HIV & AIDS

Through the coordination and professional support of the Government, the Constituency office will continue with the mandate of creating advocacy and awareness on HIV & AIDS through various programs as envisaged in our Strategic Plan, page 32. 

Education about HIV/AIDS has been in the school curriculum since 2003, and it has been effective in increasing knowledge within children about the disease. There has been some controversy about the ethics of teaching students about sexual health, due to the fear that it would encourage young people to have sex. However, rates of new HIV infections have said otherwise. Mass media campaigns have also been done to educate people about HIV/AIDS.

During the initial outbreak of AIDS in the 80s, the Kenyan government stayed away from discussions about how big of a problem there was with HIV/AIDS in the country. By 1993, statements were finally made about the problem and how the situation should have been addressed sooner. Kenya could not afford to lose so many skilled workers to HIV/AIDS when there was currently no treatment for it. The response and plan to reduce the amount of HIV infections has been more extensive going into the new century and currently.

### YOUR ASSIGNMENT
Please state the year since which education about HIV/AIDS has been in the school curriculum, according to the HIV & AIDS text.

### MATERIAL PROVIDED
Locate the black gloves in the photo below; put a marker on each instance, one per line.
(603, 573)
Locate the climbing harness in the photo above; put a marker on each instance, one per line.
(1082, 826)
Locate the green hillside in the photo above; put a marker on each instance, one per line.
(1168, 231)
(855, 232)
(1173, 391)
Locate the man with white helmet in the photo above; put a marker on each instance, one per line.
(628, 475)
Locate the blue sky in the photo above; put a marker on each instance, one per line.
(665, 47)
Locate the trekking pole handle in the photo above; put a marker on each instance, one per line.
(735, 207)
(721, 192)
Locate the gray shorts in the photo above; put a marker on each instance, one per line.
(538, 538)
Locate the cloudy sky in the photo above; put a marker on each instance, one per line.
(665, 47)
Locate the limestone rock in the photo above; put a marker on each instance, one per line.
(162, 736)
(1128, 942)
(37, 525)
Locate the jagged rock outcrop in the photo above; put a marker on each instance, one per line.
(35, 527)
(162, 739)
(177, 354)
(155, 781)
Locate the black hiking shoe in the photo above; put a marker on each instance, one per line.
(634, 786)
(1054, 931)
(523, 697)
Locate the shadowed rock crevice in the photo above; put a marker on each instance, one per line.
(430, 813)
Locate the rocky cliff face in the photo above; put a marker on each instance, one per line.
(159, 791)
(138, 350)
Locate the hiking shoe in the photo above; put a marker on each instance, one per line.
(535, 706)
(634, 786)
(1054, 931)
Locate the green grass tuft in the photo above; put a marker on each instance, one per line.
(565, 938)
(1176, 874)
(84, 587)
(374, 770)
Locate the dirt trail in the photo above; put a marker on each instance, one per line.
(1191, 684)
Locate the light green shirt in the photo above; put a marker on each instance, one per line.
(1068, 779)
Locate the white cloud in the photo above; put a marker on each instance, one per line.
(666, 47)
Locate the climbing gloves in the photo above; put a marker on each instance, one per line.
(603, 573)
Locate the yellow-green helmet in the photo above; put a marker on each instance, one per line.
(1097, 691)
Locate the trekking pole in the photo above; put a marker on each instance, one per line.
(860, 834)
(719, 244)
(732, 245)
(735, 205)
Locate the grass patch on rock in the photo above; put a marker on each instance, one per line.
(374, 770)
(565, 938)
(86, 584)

### WRITTEN ANSWER
2003